Aim of the exercise> Please put every line of the items below into a JSON list of strings, one string per line, leaving out blank lines and the picture.

Data in this exercise>
--------------------------------------------------

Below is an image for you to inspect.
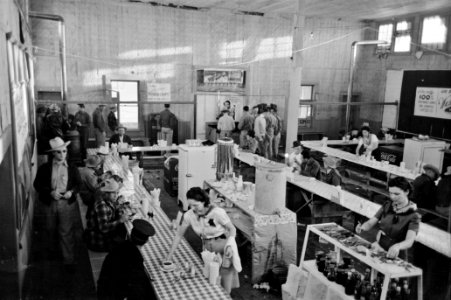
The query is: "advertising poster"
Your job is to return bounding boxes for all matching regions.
[414,87,451,120]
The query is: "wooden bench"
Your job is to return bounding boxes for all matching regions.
[77,195,108,289]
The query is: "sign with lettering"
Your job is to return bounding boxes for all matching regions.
[414,87,451,120]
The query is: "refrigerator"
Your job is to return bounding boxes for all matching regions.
[178,145,216,211]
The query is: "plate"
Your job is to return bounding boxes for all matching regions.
[160,264,175,273]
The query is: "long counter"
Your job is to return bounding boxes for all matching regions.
[235,151,451,257]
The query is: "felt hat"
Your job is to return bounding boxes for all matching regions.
[85,155,100,168]
[100,179,119,192]
[47,136,70,152]
[323,156,340,169]
[131,219,155,243]
[97,146,110,155]
[423,164,440,180]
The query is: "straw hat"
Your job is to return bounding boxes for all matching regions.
[100,179,119,192]
[47,136,70,152]
[85,155,100,168]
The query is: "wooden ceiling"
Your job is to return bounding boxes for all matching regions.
[130,0,451,20]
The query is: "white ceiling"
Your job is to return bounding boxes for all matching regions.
[131,0,451,20]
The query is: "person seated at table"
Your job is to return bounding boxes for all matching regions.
[243,129,258,153]
[78,155,100,207]
[435,166,451,217]
[287,141,302,172]
[83,179,127,252]
[410,164,440,210]
[322,156,342,186]
[356,177,421,258]
[355,126,380,160]
[300,149,321,180]
[97,219,158,300]
[166,187,241,293]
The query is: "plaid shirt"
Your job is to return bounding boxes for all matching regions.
[84,199,122,251]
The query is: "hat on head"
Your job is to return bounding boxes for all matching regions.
[85,155,100,168]
[97,146,110,155]
[100,179,119,192]
[131,219,155,243]
[423,164,440,180]
[47,136,70,152]
[323,156,340,169]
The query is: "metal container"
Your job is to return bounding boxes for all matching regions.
[254,161,287,215]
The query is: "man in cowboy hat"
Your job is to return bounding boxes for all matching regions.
[33,137,80,269]
[411,164,440,209]
[83,178,127,252]
[97,219,157,300]
[92,104,106,147]
[74,103,91,159]
[78,155,101,207]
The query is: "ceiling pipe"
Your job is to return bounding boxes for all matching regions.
[345,40,388,132]
[28,11,67,101]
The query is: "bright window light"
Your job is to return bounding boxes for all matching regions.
[421,16,448,49]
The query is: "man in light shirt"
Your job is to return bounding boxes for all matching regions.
[218,110,235,139]
[254,105,266,155]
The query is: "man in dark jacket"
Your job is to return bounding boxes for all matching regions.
[97,219,157,300]
[33,137,80,268]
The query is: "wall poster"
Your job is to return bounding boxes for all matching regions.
[414,86,451,120]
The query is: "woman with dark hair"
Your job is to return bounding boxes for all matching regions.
[166,187,241,293]
[355,126,380,160]
[356,177,421,258]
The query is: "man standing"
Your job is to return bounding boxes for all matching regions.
[33,137,80,271]
[254,105,266,155]
[160,103,175,146]
[238,106,254,148]
[108,104,118,134]
[74,103,91,159]
[92,104,106,148]
[97,219,157,300]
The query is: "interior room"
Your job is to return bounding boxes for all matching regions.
[0,0,451,300]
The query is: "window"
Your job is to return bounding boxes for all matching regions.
[394,21,412,52]
[377,23,393,50]
[298,85,313,128]
[421,16,448,50]
[111,80,139,130]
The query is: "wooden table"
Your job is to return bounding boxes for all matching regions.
[91,150,231,300]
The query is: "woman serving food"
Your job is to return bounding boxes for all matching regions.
[166,187,241,293]
[356,177,421,258]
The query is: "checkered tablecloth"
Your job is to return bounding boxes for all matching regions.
[88,149,231,300]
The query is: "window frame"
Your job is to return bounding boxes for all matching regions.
[297,83,315,129]
[416,12,451,54]
[110,77,143,133]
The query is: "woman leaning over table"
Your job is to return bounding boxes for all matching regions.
[166,187,241,293]
[356,177,421,258]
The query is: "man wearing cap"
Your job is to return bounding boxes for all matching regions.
[92,104,106,148]
[33,137,80,267]
[83,179,127,252]
[97,219,157,300]
[411,164,440,210]
[107,104,118,134]
[78,155,100,207]
[74,103,91,159]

--------------------------------------------------

Solution to this task>
[
  "Below is an image for you to inspect.",
  "The query is: \"advertising poster\"",
  "Your job is to return bounding boxes for all matching regions.",
  "[414,87,451,120]",
  "The query is: \"wooden bench\"",
  "Your job is to return bounding boxes for all matching regions.",
  "[77,195,108,289]",
  "The query is: \"sign with lettering\"",
  "Your job is to return bounding boxes for all matching regions.",
  "[414,87,451,120]",
  "The query is: \"refrigerator\"",
  "Your job is to return bounding boxes for all matching regions.",
  "[178,145,216,211]",
  "The query is: \"plate\"",
  "Your job is to return bounding boxes for all matching regions.",
  "[160,264,175,273]",
  "The query is: \"long counter\"",
  "Your job is to return bounding boxes for all matching regions.",
  "[235,151,451,257]",
  "The query is: \"felt hat\"",
  "Your job is to return bounding boxes for all matching regions.",
  "[85,155,100,168]",
  "[100,179,119,192]",
  "[47,136,70,152]",
  "[323,156,340,169]",
  "[131,219,155,243]",
  "[97,146,110,155]",
  "[423,164,440,180]",
  "The query is: \"straw hat\"",
  "Your job is to return bounding boxes for all matching regions.",
  "[100,179,119,192]",
  "[47,136,70,152]",
  "[85,155,100,168]",
  "The query is: \"wooden ceiling\"",
  "Your job is to return bounding boxes for all matching regions.",
  "[130,0,451,20]",
  "The query is: \"white ceiling\"",
  "Your job is to return bounding boxes for all matching regions.",
  "[131,0,451,20]",
  "The query is: \"person seated at table\"",
  "Your job is to return bounding boxes for all matching regions.",
  "[243,129,258,153]",
  "[78,155,100,207]",
  "[435,166,451,217]",
  "[287,141,302,172]",
  "[83,179,127,252]",
  "[410,164,440,210]",
  "[322,156,342,186]",
  "[356,177,421,258]",
  "[355,126,380,160]",
  "[300,149,321,180]",
  "[97,219,158,300]",
  "[166,187,241,293]",
  "The query is: \"plaid shirt\"",
  "Your job is to return bounding boxes for all matching regions.",
  "[84,199,122,251]",
  "The query is: \"hat on head\"",
  "Your job is to return bounding boxes for all matching regions.",
  "[85,155,100,168]",
  "[97,146,110,155]",
  "[100,179,119,192]",
  "[131,219,155,243]",
  "[423,164,440,180]",
  "[47,136,70,152]",
  "[323,156,340,169]",
  "The query is: \"metal container\"",
  "Your job is to return bounding boxes for all matching regions.",
  "[254,161,287,215]",
  "The query is: \"man in cowboy hat\"",
  "Your job is to return bounding boxes for all matching regions.",
  "[33,137,80,269]",
  "[411,164,440,209]",
  "[83,178,127,252]",
  "[97,219,157,300]",
  "[92,104,106,147]",
  "[74,103,91,159]",
  "[78,155,101,207]",
  "The query is: \"ceiling pipe\"",
  "Your job is to return bounding boxes for all matching regions.",
  "[345,40,388,132]",
  "[28,11,67,101]",
  "The query is: \"bright window light\"",
  "Your job is to return bounding boxes for all matching regions.",
  "[421,16,448,49]",
  "The query is: \"man in light shirt\"",
  "Your job is to return bounding boxes for all matching regions.",
  "[218,110,235,139]",
  "[254,105,266,155]",
  "The query is: \"man in dark jacket\"",
  "Your job is to return bounding boxes for all matching regions.",
  "[97,219,157,300]",
  "[33,137,80,268]",
  "The query is: \"wall poster\"",
  "Your job is to return bounding boxes for all matching regions.",
  "[414,86,451,120]",
  "The query is: \"woman with dark hair\"",
  "Your job is to return bounding boxes for all matching regions.",
  "[166,187,241,293]",
  "[355,126,380,160]",
  "[356,177,421,258]",
  "The query is: \"man standing\"",
  "Your job is to return bounding boxes for all matching regions.",
  "[33,137,80,271]",
  "[254,105,266,155]",
  "[160,103,175,146]",
  "[238,106,254,148]",
  "[108,104,118,134]",
  "[74,103,91,159]",
  "[92,104,106,148]",
  "[97,219,157,300]",
  "The query is: \"interior room\"",
  "Your job is to return bounding boxes for all matching regions.",
  "[0,0,451,300]",
  "The query is: \"window\"",
  "Your job is to return bounding boxes for all matching regions.",
  "[394,21,412,52]",
  "[377,23,393,50]",
  "[298,85,313,128]",
  "[421,16,448,50]",
  "[111,80,139,130]",
  "The query is: \"wooden table\"",
  "Your job is to return bounding boxes for all matching regions.",
  "[91,150,231,300]",
  "The query is: \"woman serving food\"",
  "Your job is to return bounding boxes for all matching regions.",
  "[166,187,241,293]",
  "[356,177,421,258]",
  "The query is: \"checkered tablecloth\"",
  "Your job is to return bounding boxes for all matching regions.",
  "[88,149,231,300]",
  "The query is: \"window frame\"",
  "Your job is to return bounding boxes for all matching regions.",
  "[297,83,315,129]",
  "[416,12,451,54]",
  "[110,77,143,133]",
  "The query is: \"woman leaning over table\"",
  "Your job is to return bounding boxes for all matching regions.",
  "[166,187,241,293]",
  "[356,177,421,258]",
  "The query is: \"man wearing cap\"",
  "Your job is to return bounding boxes for all matching regions.",
  "[92,104,106,148]",
  "[33,137,80,267]",
  "[83,179,127,252]",
  "[97,219,157,300]",
  "[411,164,440,210]",
  "[107,104,118,134]",
  "[78,155,100,207]",
  "[74,103,91,159]"
]